■ Tasks for this exercise ■
1. Rewrite the phosphorescent strip inquiry text from "Opportunities for Inquiry" to "using a spectrophotometer.", changing "LEDs" to "light-emitting diodes".
2. Write the next part of the phosphorescent strip inquiry text, picking up after its final line.

Opportunities for Inquiry

  • A more quantitative version of this experiment would be to measure the potential needed to cause LEDs of different colors to light up. Alternatively or in addition, an interdisciplinary connection with chemistry could be demonstrated to verify the maximum wavelength needed to cause the strip to glow using a spectrophotometer.
  • To verify the maximum wavelength needed to cause the strip to glow using a spectrophotometer, cut a narrow strip (so it will just fit in a cuvet) of the phosphorescent strip. First set 0% T with the sample compartment empty. Use an empty cuvet as the blank to set 100% T. Then place the piece of phosphorescent strip in the cuvet, not directly in the spectrophotometer, and measure the absorbance of the strip. Make sure the coated side of the strip is facing the direction from which light comes in the spectrophotometer. For wavelengths of 480 nm and lower, a small glowing spot can be seen on the phosphorescent strip. At higher wavelengths, no glowing is observed. This experiment is best performed in the dark so that the glowing spot is easily seen.
Alignment to the Curriculum Framework ofr AP® Physics 2
 

Enduring Understandings and Essential Knowledge
The energy of a system is conserved. (5B)

■ Given information ■
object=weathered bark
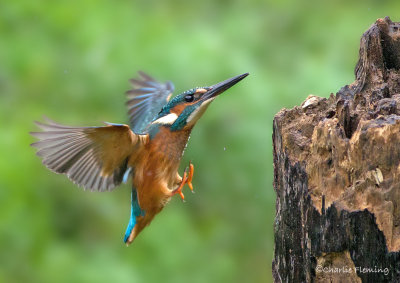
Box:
[272,18,400,282]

■ Responses for each task ■
1.
Opportunities for Inquiry

  • A more quantitative version of this experiment would be to measure the potential needed to cause light-emitting diodes of different colors to light up. Alternatively or in addition, an interdisciplinary connection with chemistry could be demonstrated to verify the maximum wavelength needed to cause the strip to glow using a spectrophotometer.

2.
Electromagnetic radiation can be modeled as waves or as fundamental particles. (6F)

Learning Objectives

5B8.1: The student is able to describe emission or absorption spectra associated with electronic or nuclear transitions as transitions between allowed energy states of the atom in terms of the principle of energy conservation, including characterization of the frequency of radiation emitted or absorbed.

6F3.1: The student is able to support the photon model of radiant energy with evidence provided by the photoelectric effect.
6F4.1: The student is able to select a model of radiant energy that is appropriate to the spatial or temporal scale of an interaction with matter.

Science Practices

1.1 The student can create representations and models of natural or man-made phenomena and systems in the domain.
1.2 The student can describe representations and models of natural or man-made phenomena and systems in the domain.
1.4 The student can use representations and models to analyze situations or solve problems qualitatively and quantitatively.
3.2 The student can refine scientific questions.
3.3 The student can evaluate scientific questions.
4.1 The student can justify the selection of the kind of data needed to answer a particular scientific question.
4.2 The student can design a plan for collecting data to answer a particular scientific question.
4.3 The student can collect data to answer a particular scientific question.
5.1 The student can analyze data to identify patterns or relationships.
5.3 The student can evaluate the evidence provided by data sets in relation to a particular scientific question.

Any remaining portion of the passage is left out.